### Your instructions
Write out, exactly as they appear, only the lines running from the line with "Query: orange tail light" to the final line of the listing; include both.
★ ★ ★
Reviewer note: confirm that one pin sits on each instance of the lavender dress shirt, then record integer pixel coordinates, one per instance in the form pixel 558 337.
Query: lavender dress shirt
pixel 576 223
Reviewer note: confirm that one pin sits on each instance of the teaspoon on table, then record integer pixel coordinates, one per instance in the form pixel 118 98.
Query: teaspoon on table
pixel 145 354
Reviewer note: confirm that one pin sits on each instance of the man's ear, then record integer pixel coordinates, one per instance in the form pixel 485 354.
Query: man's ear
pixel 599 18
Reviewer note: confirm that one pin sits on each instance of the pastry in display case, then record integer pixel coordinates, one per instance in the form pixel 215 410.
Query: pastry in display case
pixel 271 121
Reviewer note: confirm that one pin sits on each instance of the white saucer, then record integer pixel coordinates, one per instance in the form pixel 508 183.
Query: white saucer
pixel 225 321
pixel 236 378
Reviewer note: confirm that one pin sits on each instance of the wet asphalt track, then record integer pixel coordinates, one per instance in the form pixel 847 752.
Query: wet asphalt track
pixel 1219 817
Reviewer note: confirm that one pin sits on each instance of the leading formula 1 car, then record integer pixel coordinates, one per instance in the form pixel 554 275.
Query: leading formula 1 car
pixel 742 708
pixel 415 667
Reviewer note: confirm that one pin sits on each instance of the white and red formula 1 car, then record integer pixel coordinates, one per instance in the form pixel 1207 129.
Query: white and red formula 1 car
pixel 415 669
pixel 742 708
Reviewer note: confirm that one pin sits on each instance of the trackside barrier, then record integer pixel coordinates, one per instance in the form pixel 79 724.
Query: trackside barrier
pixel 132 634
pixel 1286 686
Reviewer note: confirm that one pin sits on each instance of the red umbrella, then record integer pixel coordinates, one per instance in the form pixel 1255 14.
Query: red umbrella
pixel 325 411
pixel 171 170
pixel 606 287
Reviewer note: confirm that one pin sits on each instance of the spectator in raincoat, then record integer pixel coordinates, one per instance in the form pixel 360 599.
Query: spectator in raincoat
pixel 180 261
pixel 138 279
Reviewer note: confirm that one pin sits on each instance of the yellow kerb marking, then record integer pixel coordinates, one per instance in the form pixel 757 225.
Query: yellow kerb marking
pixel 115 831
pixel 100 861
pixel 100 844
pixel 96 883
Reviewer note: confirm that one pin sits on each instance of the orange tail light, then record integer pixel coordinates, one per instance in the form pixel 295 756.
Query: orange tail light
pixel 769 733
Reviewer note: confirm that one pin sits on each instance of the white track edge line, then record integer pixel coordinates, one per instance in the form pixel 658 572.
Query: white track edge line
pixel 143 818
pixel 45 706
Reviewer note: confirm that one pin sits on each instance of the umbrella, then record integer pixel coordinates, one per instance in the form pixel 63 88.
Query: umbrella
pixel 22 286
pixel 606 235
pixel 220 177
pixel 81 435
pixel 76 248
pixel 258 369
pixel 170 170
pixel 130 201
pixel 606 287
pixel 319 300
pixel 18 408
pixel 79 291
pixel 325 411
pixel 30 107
★ ★ ★
### Finished task
Query: orange tail light
pixel 769 733
Reviewer note: confirm that one pin sits on each instance of the white track edge line, then record integer pixel coordinates, one per instance in the form pixel 658 572.
Query: white track edge line
pixel 143 818
pixel 45 706
Reviewer note: confirm that one pin sits on each instance of the umbrella, then record integer pixel coordinates, one per instance in the form pixel 63 88.
Query: umbrella
pixel 22 286
pixel 606 235
pixel 220 177
pixel 81 435
pixel 76 248
pixel 258 369
pixel 170 170
pixel 130 201
pixel 606 287
pixel 319 300
pixel 18 408
pixel 79 291
pixel 325 411
pixel 30 107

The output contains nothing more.